## Extract
================================
Heavy clashes between Afghan security forces and armed opposition groups in Afghanistan's northeastern Kunduz Province resulted in a surge in wounded patients arriving at the Doctors Without Borders/Médecins Sans Frontières (MSF) trauma center in Kunduz city. From June 20 to 23, MSF medical teams treated 77 patients directly wounded in the fighting, one-third of whom were women or children.
The majority of wounded patients admitted to the trauma center came from Chardara District, around six miles from Kunduz city, which has been engulfed in fighting since June 20. The bulk of patients had sustained bomb blast or gunshot wounds, with MSF surgeons treating severe abdominal, limb, and head injuries. Active fighting has decreased since Wednesday, but the situation remains tense.
Caught in the Crossfire
“Civilians have been caught up in the four days of intense fighting, with shells hitting homes,” says Heman Nagarathnam, MSF’s head of programs in northern Afghanistan. “On Monday, three women and three children from a village in Chardara District were admitted to MSF’s trauma center suffering injuries after their home was hit overnight.”
Kunduz province has seen a significant increase in fighting since last year. This week’s influx of wounded follows another wave of violence in May, when MSF teams treated 204 war wounded patients in three weeks.
Ongoing insecurity makes it is extremely difficult for people to reach Kunduz city from Chardara District, particularly at night when there is a risk of being caught in crossfire, hitting landmines, or being delayed at multiple checkpoints.
“Our team is able to assist patients who can make it to the center, but we are very concerned for the people who cannot reach the city in time,” says Nagarathnam. “MSF’s center is the only facility in the whole northeastern region of Afghanistan able to provide life- and limb-saving trauma care, so people have no choice but to risk the dangerous journey to reach us.”
On Monday night, ten children and adolescents between 8 and 18 years of age were brought to the trauma center with injuries sustained when a shell hit the mosque where they were studying. The community members who brought the wounded to the center told MSF’s staff that approximately 30 young people were in the mosque when the mortar hit, but, given how difficult it is to reach Kunduz city, they decided to bring only the ten most severely injured.
“What would normally be a 30 minute journey took them two hours,” says Nagarathnam. “After driving part of the way, they were afraid to hit landmines on the road, so [they] decided instead to walk by a different route, carrying the children. They then took a boat along the Kunduz River and were fired on when they were mistaken for combatants. Once they finally reached Kunduz city, they flagged down vehicles to take them the remainder of the way to the trauma center.”
Given the enormous difficulties people in Chardara District face in reaching Kunduz city, MSF is taking steps to help improve their access to medical care. On June 23, MSF opened a stabilization post in Chardara District, where nurses will provide immediate care to trauma patients before they can be transported to Kunduz city.
MSF started working in Afghanistan in 1980. In Kunduz, as in the rest of Afghanistan, both national and international MSF staff work together to ensure the best quality of treatment. MSF supports the Ministry of Public Health in Ahmad Shah Baba hospital in eastern Kabul, providing maternity services in Dasht-e-Barchi in western Kabul, and managing Boost hospital in Lashkar Gah, Helmand province. In Khost, in the east of the country, MSF operates a maternity hospital.
MSF relies only on private funding for its work in Afghanistan and does not accept money from any government.
================================
## Available data
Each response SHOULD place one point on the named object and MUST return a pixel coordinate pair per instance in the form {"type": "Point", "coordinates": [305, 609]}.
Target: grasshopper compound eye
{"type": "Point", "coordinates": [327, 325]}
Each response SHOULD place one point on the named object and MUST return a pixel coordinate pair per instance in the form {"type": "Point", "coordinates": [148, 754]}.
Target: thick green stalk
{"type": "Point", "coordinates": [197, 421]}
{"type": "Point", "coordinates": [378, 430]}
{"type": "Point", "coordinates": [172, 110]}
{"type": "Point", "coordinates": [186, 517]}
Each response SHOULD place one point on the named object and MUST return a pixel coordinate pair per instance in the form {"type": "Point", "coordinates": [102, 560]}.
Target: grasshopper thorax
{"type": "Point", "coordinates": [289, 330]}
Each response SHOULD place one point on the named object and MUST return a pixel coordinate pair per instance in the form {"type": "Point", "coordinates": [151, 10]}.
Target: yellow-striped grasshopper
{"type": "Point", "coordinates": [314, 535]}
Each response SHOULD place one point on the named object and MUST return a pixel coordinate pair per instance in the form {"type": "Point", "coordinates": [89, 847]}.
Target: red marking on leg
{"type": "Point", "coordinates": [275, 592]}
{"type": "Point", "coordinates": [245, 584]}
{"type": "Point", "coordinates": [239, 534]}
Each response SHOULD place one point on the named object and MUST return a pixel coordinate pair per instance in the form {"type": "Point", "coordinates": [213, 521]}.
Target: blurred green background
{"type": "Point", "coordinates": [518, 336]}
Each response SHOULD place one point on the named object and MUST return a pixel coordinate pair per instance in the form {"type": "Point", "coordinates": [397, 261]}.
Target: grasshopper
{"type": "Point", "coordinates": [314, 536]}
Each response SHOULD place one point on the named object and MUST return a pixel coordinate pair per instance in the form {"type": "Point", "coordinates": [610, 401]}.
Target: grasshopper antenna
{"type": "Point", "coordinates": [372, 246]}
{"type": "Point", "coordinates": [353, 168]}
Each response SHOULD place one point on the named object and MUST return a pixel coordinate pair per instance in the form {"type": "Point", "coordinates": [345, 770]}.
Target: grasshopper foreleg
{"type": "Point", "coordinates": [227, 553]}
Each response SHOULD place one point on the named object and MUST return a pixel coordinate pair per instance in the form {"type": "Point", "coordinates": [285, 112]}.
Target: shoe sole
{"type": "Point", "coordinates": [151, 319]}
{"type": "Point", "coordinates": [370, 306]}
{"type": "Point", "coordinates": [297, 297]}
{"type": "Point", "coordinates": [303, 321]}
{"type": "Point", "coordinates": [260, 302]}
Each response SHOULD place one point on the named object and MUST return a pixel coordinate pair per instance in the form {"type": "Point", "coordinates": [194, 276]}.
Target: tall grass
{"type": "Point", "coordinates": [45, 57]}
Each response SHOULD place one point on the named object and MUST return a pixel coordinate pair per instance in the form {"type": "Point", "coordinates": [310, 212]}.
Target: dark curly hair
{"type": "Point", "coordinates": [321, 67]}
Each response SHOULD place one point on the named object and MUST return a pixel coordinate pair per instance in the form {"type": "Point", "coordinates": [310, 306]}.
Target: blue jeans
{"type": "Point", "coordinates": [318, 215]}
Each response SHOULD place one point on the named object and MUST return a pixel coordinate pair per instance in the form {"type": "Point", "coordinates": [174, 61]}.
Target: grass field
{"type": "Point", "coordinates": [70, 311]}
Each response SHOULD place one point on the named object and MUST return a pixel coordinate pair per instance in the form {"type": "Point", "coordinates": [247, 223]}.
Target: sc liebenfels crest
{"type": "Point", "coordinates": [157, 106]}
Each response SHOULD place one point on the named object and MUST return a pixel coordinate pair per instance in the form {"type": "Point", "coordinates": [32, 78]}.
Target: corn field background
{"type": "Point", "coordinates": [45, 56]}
================================
Please write out the stretch of the Kunduz report from "The majority of" through "situation remains tense.", word for word. The rows are separate material with no link to the Kunduz report.

## Response below
The majority of wounded patients admitted to the trauma center came from Chardara District, around six miles from Kunduz city, which has been engulfed in fighting since June 20. The bulk of patients had sustained bomb blast or gunshot wounds, with MSF surgeons treating severe abdominal, limb, and head injuries. Active fighting has decreased since Wednesday, but the situation remains tense.